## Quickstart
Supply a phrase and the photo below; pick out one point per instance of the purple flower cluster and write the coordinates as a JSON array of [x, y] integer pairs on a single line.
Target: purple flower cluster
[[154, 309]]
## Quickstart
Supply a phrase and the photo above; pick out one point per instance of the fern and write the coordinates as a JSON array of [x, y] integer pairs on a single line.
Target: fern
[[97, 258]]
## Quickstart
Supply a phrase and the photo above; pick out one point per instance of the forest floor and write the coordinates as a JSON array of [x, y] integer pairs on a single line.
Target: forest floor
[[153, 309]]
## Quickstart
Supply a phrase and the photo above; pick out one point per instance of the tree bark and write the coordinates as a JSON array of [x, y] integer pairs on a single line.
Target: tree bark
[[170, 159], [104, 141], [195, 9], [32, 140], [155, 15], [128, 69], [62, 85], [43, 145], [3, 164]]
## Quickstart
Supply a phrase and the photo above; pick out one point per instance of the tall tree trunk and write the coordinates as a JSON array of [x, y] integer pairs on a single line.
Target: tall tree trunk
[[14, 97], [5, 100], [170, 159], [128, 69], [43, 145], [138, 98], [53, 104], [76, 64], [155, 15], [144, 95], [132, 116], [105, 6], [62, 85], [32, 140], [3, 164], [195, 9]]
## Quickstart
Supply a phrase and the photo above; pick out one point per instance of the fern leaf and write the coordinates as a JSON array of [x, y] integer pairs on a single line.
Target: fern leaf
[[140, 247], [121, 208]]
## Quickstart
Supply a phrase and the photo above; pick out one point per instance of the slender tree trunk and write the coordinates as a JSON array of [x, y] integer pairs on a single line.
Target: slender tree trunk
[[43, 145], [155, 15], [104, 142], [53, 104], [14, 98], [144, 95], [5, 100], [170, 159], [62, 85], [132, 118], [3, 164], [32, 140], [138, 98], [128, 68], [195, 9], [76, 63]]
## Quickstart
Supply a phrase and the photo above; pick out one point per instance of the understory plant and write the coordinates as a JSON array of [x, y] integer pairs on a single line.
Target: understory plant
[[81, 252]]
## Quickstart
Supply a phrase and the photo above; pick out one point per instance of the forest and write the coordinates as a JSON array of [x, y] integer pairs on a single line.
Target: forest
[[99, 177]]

● ● ● ●

→ **THE REQUEST**:
Return all of the data above line for line, unchanged, with nothing added or left out.

→ **SOLUTION**:
## Quickstart
Supply a phrase and the photo below; pick out one point per instance of the purple flower cluster and write the coordinates as a JSON array of [x, y] integer pairs on a single line.
Target: purple flower cluster
[[154, 309]]
## Quickstart
Supply a phrase and the photo above; pick out one point per instance of the fern and write the coordinates as a JSON array of [x, y] integer pairs on a single line.
Target: fern
[[97, 258]]
## Quickstart
Supply a phrase and the photo above; pick out one point per instance of the forest floor and write the coordinates as a JSON array of [x, y] integer pairs on a single line.
Target: forest floor
[[153, 309]]
## Quickstart
Supply a phrase and the photo above; pick out one point per instance of the tree bark and write the coordinates as a JSON array of [x, y] integer pairs on a single line.
Target: tree bark
[[170, 159], [104, 141], [195, 9], [32, 140], [155, 15], [128, 69], [62, 85], [43, 145], [3, 164]]
## Quickstart
Supply a phrase and the photo above; pick out one point per instance of the tall tree trunk and write the coordinates as a JSON array of [x, y] integer pairs on a single line.
Target: tall tree trunk
[[14, 97], [5, 100], [170, 159], [128, 69], [43, 145], [138, 98], [53, 104], [76, 64], [155, 15], [144, 95], [132, 116], [105, 6], [62, 85], [32, 140], [3, 164], [195, 9]]
## Quickstart
Supply a phrase and the photo above; pick out one point per instance of the fern leaf and write the coordinates as a JSON array of [x, y] integer pairs on a single line.
Target: fern leaf
[[140, 247], [121, 208]]
## Quickstart
Supply a phrase and the photo above; pick out one point per instance of the slender tree trunk and write the coordinates as a JSON array of [x, y] integer pairs on a single line.
Target: slender tree trunk
[[43, 145], [155, 15], [104, 142], [53, 104], [14, 98], [144, 95], [5, 100], [170, 159], [62, 85], [132, 118], [3, 164], [32, 140], [138, 98], [128, 68], [195, 9], [76, 63]]
## Quickstart
Supply a phrase and the photo above; pick out one point per instance of the understory plant and write the coordinates as a JSON array of [x, y] integer pairs on a single line.
Target: understory plant
[[81, 252]]
## Quickstart
Supply a phrase and the photo above; pick out one point per instance of the forest and write the coordinates as a JSON array of [x, y] integer pairs on a single line.
Target: forest
[[99, 177]]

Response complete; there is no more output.